Provided text =>
+ + + +

Professor Dawn Carnes was announced as recipient of the prestigious President’s Medal at the recent iO Convention
iO President, Glynis Fox gave the tribute to Dawn at the presentation ceremony: ‘Dawn’s contribution to osteopathic and non-osteopathic research is significant and cannot be overstated. She has authored 44 publications in peer-reviewed journals in a range of diverse areas that have included fibromyalgia, social prescribing, self-management in chronic pain, infant conditions such plagiocephaly and congenital muscular torticollis, and may more including of course Patient Reported Outcome Measures, commonly known as PROMs.’
‘By any standards, Dawn’s activity and achievements have made an immense contribution to osteopathic research and the osteopathic community, both nationally and internationally.’
In 2012, Dawn was appointed to the role of Director of the National Council for Osteopathic Research. She introduced many initiatives while at NCOR and two years later, Dawn was appointed the first chair of the International Osteopathic Research Network. Last year, she was elected as Chair of the strategy committee of the Council for Allied Health Professions Research (CAHPR).
In a heartfelt and emotional acceptance speech Dawn said: ‘It’s really nice to be appreciated, so thank you. When I was a practising osteopath, you get a lot of appreciation from your patients but as a researcher you don’t get so much, so this is great, thank you. After nine years as NCOR director, I’m quite happy and content to know that I’m leaving the directorship role in such good hands with Dr Jerry Draper Rodi.

+ + + +

Supplied information =>
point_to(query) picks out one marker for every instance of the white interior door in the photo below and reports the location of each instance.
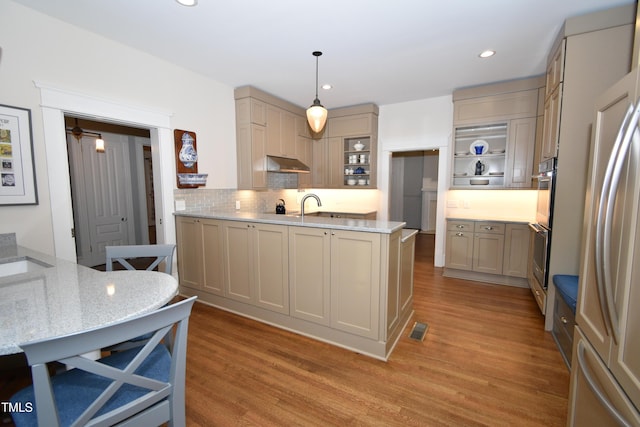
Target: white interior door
(102, 197)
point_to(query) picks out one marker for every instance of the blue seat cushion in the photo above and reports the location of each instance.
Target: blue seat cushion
(568, 287)
(76, 389)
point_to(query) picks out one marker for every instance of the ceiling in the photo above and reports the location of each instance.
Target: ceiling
(381, 51)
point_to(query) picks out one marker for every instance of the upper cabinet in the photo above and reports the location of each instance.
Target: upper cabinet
(495, 133)
(268, 126)
(345, 156)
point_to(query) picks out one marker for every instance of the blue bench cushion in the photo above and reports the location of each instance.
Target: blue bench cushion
(568, 287)
(75, 389)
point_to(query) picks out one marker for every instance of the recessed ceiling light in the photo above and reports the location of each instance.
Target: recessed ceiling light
(188, 2)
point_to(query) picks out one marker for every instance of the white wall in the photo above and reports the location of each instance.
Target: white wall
(36, 47)
(416, 125)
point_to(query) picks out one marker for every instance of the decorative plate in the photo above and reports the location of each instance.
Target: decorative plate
(479, 143)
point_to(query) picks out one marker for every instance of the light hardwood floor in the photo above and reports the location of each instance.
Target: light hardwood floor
(485, 361)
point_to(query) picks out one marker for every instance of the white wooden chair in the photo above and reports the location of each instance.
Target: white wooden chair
(142, 386)
(126, 252)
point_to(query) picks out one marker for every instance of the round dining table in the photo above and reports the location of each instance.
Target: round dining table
(43, 297)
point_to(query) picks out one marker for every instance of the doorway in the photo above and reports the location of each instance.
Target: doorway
(112, 191)
(414, 188)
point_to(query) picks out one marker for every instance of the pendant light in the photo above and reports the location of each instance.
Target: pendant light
(316, 113)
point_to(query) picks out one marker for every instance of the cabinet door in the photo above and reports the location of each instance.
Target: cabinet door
(238, 261)
(320, 164)
(551, 124)
(488, 251)
(520, 150)
(189, 234)
(355, 282)
(304, 153)
(212, 258)
(459, 251)
(274, 127)
(516, 250)
(336, 163)
(310, 274)
(271, 266)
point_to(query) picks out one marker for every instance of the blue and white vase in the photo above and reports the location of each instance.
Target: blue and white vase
(187, 155)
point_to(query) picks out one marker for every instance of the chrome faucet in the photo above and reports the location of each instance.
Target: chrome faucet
(304, 199)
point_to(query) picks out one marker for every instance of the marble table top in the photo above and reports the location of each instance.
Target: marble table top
(60, 297)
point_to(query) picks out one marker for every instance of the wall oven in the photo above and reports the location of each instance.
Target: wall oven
(544, 220)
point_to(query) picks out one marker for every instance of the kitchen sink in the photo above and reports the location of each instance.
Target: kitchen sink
(21, 265)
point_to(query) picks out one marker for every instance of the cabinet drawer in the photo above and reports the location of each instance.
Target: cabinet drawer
(489, 227)
(460, 226)
(563, 324)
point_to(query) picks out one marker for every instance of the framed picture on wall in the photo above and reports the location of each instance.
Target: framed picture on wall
(17, 172)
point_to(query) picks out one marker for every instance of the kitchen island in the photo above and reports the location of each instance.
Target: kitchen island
(345, 281)
(43, 296)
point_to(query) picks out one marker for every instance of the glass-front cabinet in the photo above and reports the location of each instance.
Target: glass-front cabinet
(357, 161)
(480, 153)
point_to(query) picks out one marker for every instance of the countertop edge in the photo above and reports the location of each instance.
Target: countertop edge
(350, 224)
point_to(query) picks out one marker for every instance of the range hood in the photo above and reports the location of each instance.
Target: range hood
(285, 164)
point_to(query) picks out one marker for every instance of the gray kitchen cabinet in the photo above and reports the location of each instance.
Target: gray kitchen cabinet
(516, 250)
(310, 274)
(488, 247)
(334, 279)
(459, 247)
(266, 125)
(489, 251)
(200, 254)
(281, 132)
(586, 43)
(256, 260)
(351, 288)
(501, 118)
(333, 164)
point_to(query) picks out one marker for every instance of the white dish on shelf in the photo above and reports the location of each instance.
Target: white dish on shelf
(479, 181)
(479, 143)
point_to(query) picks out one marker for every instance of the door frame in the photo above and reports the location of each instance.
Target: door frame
(55, 104)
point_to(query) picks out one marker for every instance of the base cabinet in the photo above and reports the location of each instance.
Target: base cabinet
(256, 264)
(350, 288)
(200, 254)
(489, 251)
(335, 280)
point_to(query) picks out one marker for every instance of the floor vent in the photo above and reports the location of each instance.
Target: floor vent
(418, 331)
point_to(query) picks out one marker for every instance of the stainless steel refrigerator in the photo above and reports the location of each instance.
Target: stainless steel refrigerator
(605, 373)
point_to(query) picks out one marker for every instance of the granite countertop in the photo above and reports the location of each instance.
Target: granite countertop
(495, 219)
(366, 225)
(59, 297)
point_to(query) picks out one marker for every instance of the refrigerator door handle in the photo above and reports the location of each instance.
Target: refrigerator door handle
(593, 385)
(603, 224)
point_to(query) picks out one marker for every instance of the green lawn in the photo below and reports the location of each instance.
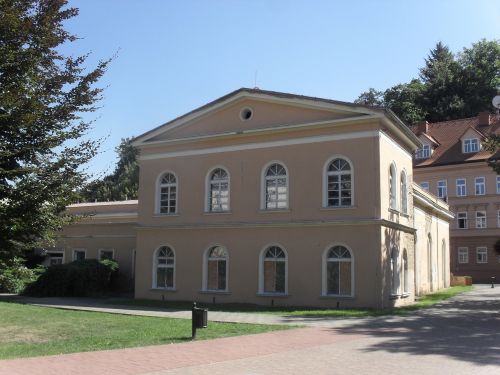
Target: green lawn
(27, 331)
(424, 302)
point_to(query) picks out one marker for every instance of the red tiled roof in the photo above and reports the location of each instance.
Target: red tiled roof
(448, 134)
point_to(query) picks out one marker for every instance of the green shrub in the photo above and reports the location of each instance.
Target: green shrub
(81, 278)
(15, 276)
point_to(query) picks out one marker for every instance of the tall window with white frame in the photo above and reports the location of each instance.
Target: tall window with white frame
(461, 187)
(164, 268)
(276, 187)
(462, 220)
(339, 183)
(404, 193)
(480, 183)
(393, 202)
(463, 255)
(217, 260)
(443, 190)
(168, 194)
(218, 196)
(274, 271)
(338, 271)
(481, 255)
(481, 219)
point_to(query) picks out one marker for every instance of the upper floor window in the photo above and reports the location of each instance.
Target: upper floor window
(167, 199)
(404, 193)
(480, 185)
(393, 203)
(275, 187)
(423, 153)
(461, 187)
(338, 183)
(218, 190)
(471, 145)
(443, 189)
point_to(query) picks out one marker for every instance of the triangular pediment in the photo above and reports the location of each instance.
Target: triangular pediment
(250, 109)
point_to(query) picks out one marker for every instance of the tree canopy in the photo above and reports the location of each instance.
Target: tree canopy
(43, 98)
(450, 86)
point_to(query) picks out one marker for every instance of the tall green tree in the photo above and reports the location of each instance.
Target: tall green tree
(123, 183)
(43, 97)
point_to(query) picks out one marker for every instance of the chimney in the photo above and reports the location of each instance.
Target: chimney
(422, 127)
(484, 119)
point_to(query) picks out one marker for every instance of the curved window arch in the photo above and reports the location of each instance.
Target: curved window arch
(338, 271)
(338, 180)
(216, 269)
(393, 203)
(167, 194)
(404, 192)
(164, 268)
(218, 190)
(273, 270)
(275, 187)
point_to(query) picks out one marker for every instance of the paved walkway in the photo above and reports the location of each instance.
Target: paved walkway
(461, 336)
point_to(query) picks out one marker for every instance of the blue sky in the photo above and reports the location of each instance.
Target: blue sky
(174, 56)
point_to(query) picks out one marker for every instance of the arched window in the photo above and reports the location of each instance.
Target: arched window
(217, 267)
(338, 183)
(164, 268)
(167, 198)
(404, 193)
(338, 271)
(406, 280)
(275, 187)
(393, 203)
(273, 271)
(394, 272)
(218, 190)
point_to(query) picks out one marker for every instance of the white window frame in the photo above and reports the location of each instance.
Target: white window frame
(208, 190)
(463, 255)
(263, 187)
(464, 216)
(481, 221)
(74, 250)
(324, 282)
(100, 251)
(481, 255)
(471, 145)
(158, 193)
(261, 270)
(155, 268)
(481, 185)
(206, 258)
(461, 189)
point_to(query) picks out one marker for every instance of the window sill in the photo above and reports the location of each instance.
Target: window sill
(163, 290)
(224, 292)
(273, 295)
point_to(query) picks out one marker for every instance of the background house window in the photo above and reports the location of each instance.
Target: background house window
(217, 269)
(480, 219)
(168, 194)
(461, 187)
(471, 145)
(463, 255)
(442, 190)
(462, 220)
(164, 268)
(276, 187)
(219, 190)
(481, 255)
(339, 271)
(274, 270)
(480, 185)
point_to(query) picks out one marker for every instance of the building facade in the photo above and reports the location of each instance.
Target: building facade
(277, 199)
(452, 164)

+ + + +

Task list =>
(a) According to the medal announcement, how many publications in peer-reviewed journals has Dawn Carnes authored?
(b) Please repeat the medal announcement starting at "In a heartfelt" and ending at "Jerry Draper Rodi.", swapping "researcher" for "scientist".

Solutions below =>
(a) 44 publications.

(b)
In a heartfelt and emotional acceptance speech Dawn said: ‘It’s really nice to be appreciated, so thank you. When I was a practising osteopath, you get a lot of appreciation from your patients but as a scientist you don’t get so much, so this is great, thank you. After nine years as NCOR director, I’m quite happy and content to know that I’m leaving the directorship role in such good hands with Dr Jerry Draper Rodi.